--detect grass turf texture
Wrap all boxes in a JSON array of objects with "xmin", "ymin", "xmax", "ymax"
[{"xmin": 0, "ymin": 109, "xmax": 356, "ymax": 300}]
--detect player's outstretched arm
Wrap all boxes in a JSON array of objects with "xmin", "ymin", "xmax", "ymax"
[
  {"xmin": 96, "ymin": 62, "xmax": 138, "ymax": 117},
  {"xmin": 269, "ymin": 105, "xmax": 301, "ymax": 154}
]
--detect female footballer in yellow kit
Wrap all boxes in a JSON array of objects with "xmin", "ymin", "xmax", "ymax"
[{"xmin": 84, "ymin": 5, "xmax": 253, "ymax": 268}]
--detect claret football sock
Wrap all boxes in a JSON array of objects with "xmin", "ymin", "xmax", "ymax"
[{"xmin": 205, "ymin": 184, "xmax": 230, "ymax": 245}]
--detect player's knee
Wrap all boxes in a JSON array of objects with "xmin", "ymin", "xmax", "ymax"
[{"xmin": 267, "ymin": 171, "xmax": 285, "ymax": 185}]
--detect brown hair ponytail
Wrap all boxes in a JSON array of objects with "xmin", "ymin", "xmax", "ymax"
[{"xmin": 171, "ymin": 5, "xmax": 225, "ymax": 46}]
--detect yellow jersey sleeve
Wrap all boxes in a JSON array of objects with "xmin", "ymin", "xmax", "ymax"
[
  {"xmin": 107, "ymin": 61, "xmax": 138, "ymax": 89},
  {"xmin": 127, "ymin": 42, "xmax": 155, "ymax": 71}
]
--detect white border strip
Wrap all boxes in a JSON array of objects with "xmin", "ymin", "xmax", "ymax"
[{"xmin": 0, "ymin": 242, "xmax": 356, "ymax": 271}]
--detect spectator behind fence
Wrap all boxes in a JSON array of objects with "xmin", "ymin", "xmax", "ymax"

-.-.-

* _Problem_:
Rewrite every line of the entries above as a two-column Markdown table headed Row and Line, numbering each row and skipping blank lines.

* _Correct result_:
| Row | Line |
|---|---|
| 1 | --detect grass turf texture |
| 2 | Wrap all boxes in a JSON array of objects with "xmin", "ymin", "xmax", "ymax" |
| 3 | [{"xmin": 0, "ymin": 109, "xmax": 356, "ymax": 300}] |
| 4 | --detect player's outstretched arm |
| 5 | Wrap all boxes in a JSON array of objects with "xmin", "ymin", "xmax", "ymax" |
| 6 | [ |
| 7 |   {"xmin": 96, "ymin": 62, "xmax": 138, "ymax": 117}, |
| 8 |   {"xmin": 269, "ymin": 105, "xmax": 301, "ymax": 154} |
| 9 | ] |
| 10 | --detect female footballer in yellow kit |
| 11 | Wrap all boxes in a JSON array of objects with "xmin", "ymin", "xmax", "ymax" |
| 12 | [{"xmin": 84, "ymin": 5, "xmax": 253, "ymax": 268}] |
| 13 | --detect claret football sock |
| 14 | Wrap all boxes in a JSON array of objects with "xmin", "ymin", "xmax", "ymax" |
| 15 | [{"xmin": 205, "ymin": 184, "xmax": 230, "ymax": 245}] |
| 16 | --detect player's knee |
| 17 | Wrap all boxes in a JSON array of objects with "xmin", "ymin", "xmax", "ymax" |
| 18 | [{"xmin": 267, "ymin": 171, "xmax": 285, "ymax": 185}] |
| 19 | --detect brown hair ponytail |
| 20 | Wrap all boxes in a JSON array of objects with "xmin", "ymin", "xmax", "ymax" |
| 21 | [{"xmin": 171, "ymin": 5, "xmax": 225, "ymax": 46}] |
| 22 | --detect yellow jersey sleeve |
| 23 | Wrap all boxes in a JSON array of objects with "xmin", "ymin", "xmax", "ymax" |
| 24 | [ |
| 25 |   {"xmin": 107, "ymin": 61, "xmax": 138, "ymax": 89}, |
| 26 |   {"xmin": 127, "ymin": 42, "xmax": 155, "ymax": 71} |
| 27 | ] |
| 28 | --detect white border strip |
| 29 | Wrap all boxes in a JSON array of objects with "xmin", "ymin", "xmax", "ymax" |
| 30 | [{"xmin": 0, "ymin": 242, "xmax": 356, "ymax": 271}] |
| 31 | --detect spectator behind fence |
| 32 | Wrap all boxes in a JSON array of objects with "xmin", "ymin", "xmax", "ymax" |